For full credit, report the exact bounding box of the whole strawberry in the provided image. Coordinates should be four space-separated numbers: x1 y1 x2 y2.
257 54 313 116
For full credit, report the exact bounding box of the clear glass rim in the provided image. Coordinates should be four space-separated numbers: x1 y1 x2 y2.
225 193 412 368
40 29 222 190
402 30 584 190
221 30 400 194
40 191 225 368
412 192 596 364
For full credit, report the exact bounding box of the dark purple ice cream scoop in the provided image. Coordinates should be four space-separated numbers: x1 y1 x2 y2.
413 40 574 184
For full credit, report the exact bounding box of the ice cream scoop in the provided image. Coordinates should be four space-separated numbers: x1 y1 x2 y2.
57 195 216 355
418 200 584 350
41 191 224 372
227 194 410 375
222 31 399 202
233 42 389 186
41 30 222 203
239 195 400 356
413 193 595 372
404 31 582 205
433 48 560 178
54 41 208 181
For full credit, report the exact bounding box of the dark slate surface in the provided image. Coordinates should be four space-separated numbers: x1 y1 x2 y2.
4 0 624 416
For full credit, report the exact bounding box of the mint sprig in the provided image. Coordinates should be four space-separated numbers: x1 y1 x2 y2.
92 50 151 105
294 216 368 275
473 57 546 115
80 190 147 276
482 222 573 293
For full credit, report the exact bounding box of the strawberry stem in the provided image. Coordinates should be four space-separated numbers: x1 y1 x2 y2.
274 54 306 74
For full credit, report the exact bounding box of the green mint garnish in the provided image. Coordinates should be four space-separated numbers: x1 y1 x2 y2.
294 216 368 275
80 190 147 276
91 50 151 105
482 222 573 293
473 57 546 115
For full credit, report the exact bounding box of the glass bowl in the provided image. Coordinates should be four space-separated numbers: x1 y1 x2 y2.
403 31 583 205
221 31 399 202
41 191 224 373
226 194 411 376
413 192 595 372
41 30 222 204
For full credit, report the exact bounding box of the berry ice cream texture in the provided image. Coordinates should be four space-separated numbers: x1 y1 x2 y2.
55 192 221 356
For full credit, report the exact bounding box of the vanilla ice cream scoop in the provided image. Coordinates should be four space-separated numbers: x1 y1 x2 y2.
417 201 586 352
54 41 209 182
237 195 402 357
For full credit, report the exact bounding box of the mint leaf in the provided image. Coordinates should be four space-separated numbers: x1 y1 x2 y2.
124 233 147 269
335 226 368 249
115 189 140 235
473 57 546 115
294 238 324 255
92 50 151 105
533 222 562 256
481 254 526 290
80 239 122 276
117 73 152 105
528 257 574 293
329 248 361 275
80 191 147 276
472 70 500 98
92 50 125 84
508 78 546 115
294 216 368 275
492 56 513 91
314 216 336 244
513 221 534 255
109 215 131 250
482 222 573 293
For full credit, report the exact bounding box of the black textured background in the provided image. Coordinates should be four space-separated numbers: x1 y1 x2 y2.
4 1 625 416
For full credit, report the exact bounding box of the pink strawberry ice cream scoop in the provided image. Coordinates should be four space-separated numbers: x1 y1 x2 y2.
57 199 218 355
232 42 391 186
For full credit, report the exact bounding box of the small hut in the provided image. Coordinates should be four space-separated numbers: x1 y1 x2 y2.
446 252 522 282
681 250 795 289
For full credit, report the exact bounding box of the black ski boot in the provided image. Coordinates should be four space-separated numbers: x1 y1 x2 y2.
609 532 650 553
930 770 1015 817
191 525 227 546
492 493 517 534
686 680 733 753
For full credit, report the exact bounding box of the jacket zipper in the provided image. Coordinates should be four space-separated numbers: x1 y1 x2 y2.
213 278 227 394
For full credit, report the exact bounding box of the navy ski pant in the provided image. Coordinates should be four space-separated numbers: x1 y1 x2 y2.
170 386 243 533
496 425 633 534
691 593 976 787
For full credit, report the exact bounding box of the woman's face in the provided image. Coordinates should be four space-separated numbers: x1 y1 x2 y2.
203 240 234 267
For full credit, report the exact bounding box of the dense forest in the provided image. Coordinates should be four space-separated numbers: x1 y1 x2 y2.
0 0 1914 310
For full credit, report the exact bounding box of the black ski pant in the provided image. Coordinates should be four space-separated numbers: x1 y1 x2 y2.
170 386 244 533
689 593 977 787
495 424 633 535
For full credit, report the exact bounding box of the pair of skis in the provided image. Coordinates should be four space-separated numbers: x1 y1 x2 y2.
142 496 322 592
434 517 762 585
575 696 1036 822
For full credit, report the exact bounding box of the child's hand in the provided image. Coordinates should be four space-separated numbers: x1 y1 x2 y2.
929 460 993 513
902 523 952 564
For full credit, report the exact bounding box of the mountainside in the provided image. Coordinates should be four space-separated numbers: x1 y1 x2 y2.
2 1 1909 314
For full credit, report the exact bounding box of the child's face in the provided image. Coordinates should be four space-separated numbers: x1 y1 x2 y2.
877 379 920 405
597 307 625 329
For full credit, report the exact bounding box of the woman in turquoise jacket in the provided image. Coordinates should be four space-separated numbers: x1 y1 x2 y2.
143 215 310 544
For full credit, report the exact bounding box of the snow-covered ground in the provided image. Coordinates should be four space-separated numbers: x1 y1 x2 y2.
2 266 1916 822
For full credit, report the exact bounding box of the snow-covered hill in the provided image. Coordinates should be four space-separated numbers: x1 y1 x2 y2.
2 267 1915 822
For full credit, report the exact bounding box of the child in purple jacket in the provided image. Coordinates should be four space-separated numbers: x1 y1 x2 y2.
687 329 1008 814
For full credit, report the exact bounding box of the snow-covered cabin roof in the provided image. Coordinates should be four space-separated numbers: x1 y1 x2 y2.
━━━━━━━━━━━━━━━━
» **Exercise**: Repeat all of the data exactly as given.

» **Solution**:
For full credit, report the exact bounding box of the whole strawberry in the provided image. Coordinates should be four space-separated numbers: x1 y1 x2 y2.
257 54 313 116
For full credit, report the exact bounding box of the clear glass rim in the provided image. Coordinates should be four space-separated numbers: x1 y1 x2 y2.
225 193 412 368
40 29 222 190
402 30 584 190
221 30 400 194
40 191 225 368
412 192 596 364
For full credit, report the exact bounding box of the dark purple ice cream scoop in the provided image. Coordinates should be four space-separated numbers: x1 y1 x2 y2.
413 40 574 184
For full credit, report the exact bounding box of the ice cream scoop in the provided image. Coordinates should be four space-separated numbers: x1 y1 x2 y2.
57 195 216 355
418 200 584 350
41 191 224 372
227 194 410 375
222 31 399 202
233 42 389 186
41 30 222 203
239 195 400 356
413 193 595 372
404 31 582 205
433 48 560 178
54 41 208 181
For full credit, report the exact bounding box of the dark slate surface in the provided image. Coordinates should be four space-separated numbers: x1 y1 x2 y2.
4 0 624 416
For full credit, report the exact bounding box of the mint sprig in the provided image. Coordinates should be four space-separated numbers: x1 y1 x2 y2.
92 50 151 105
294 216 368 275
473 57 546 115
80 190 147 276
482 222 573 293
For full credit, report the exact bounding box of the strawberry stem in the provided image. Coordinates should be four space-separated numbers: x1 y1 x2 y2.
274 54 306 74
For full credit, report the exact bounding box of the green mint garnish in the provided image. Coordinates should be four space-separated numbers: x1 y1 x2 y2.
294 216 368 275
80 190 147 276
91 50 151 105
482 222 573 293
473 57 546 115
For full credit, report the exact bounding box of the glass bowl in the provided image. Coordinates should be four space-separated numbers: x1 y1 x2 y2.
403 31 583 205
221 31 399 202
41 191 224 373
226 194 411 376
413 192 595 372
41 30 222 204
For full credit, report the exact bounding box of the berry ice cream texture in the provided image. Coordinates should be four space-separated numbers: x1 y1 x2 y2.
55 192 221 356
For full credit, report the exact bounding box of the vanilla ice cream scoop in the provided image. Coordinates should be four space-separated numbers: x1 y1 x2 y2.
417 201 586 352
54 41 209 182
237 195 402 357
For full credit, report the exact bounding box of the mint leaf in the provided image. Coordinates should be four space-separated numbers: x1 y1 x2 y2.
124 233 147 269
335 226 368 249
115 189 140 235
473 57 546 115
294 238 324 255
92 50 151 105
533 222 562 256
481 254 526 290
80 239 122 276
117 73 152 105
528 257 574 293
329 248 361 275
80 191 147 276
472 70 500 98
92 50 125 84
508 78 546 115
294 216 368 275
492 56 513 91
314 216 336 244
513 221 534 255
109 215 131 250
482 222 573 293
For full credit, report the exact bounding box of the black textured background in the provided image. Coordinates should be four space-separated numbers: x1 y1 x2 y2.
4 1 625 416
For full credit, report the exact bounding box of the pink strawberry ice cream scoop in the provided image. Coordinates should be four space-separated numbers: x1 y1 x2 y2.
57 199 218 355
232 42 391 186
For full credit, report the exact bounding box of the small hut in the provided image. Coordinates should be four space-separated numbers: x1 y1 x2 y2.
446 252 522 282
681 250 795 289
For full credit, report the exact bounding box of the black ski boot in the provided image. Coordinates should be four space-separated numbers: x1 y1 x2 y2.
609 532 650 553
930 770 1015 817
191 525 227 546
492 493 517 534
686 680 733 753
For full credit, report the exact bounding box of the jacket zipper in the provided image. Coordinates should be four space-separated numbers: x1 y1 x2 y2.
213 278 227 394
For full credit, report the exact bounding box of the navy ski pant in the provided image. Coordinates should be four space-separated numbers: x1 y1 x2 y2.
170 386 243 533
496 425 633 534
691 593 976 787
For full credit, report the exact bounding box of the woman's face in the provided image. Coordinates should be four space-separated numbers: x1 y1 x2 y2.
203 240 234 267
For full credit, report the exact bounding box of the dense forest in the provided image. Coordinates should be four space-separated numbers: x1 y1 x2 y2.
0 0 1914 310
For full credit, report the exact bounding box of the black ski pant in the provided image. Coordinates should be four space-separated numbers: x1 y1 x2 y2.
170 386 244 533
689 593 977 787
495 424 633 535
For full credit, report the exact bounding box of the pair of skis in the provided image. Coordinates should be four space-separated numbers: x1 y1 x2 y2.
142 496 322 592
434 517 762 585
575 696 1036 822
For full credit, report the exact bounding box of the child's hand in the provided image. Coordinates should be four space-separated numbers: x1 y1 x2 y2.
929 460 993 513
902 523 952 564
For full credit, report the exact bounding box of the mountainside in the provided image. Coordinates should be four space-separated numbers: x1 y1 x2 y2.
2 1 1909 314
For full credit, report the exact bounding box of the child's face in the provided image. Coordinates should be four space-separated numbers: x1 y1 x2 y2.
877 379 920 405
597 307 625 329
For full credit, report the exact bounding box of the woman in turquoise jacket in the provided image. Coordinates should be four space-separated numbers: x1 y1 x2 y2.
143 215 310 544
For full credit, report the exact bounding box of the snow-covered ground in the provided image. Coordinates should be four space-separated numbers: x1 y1 x2 y2.
2 266 1916 822
For full credit, report the exact bounding box of the snow-covered hill in the provided image. Coordinates should be four space-separated numbers: x1 y1 x2 y2.
2 267 1915 822
For full credit, report the exact bounding box of the child in purple jacket in the provided image. Coordinates should be four space-separated numbers: x1 y1 x2 y2.
687 329 1008 814
For full credit, report the exact bounding box of the snow-covered cabin roof in the provided image. Coordinates should be four space-separated numbers: x1 y1 x2 y2.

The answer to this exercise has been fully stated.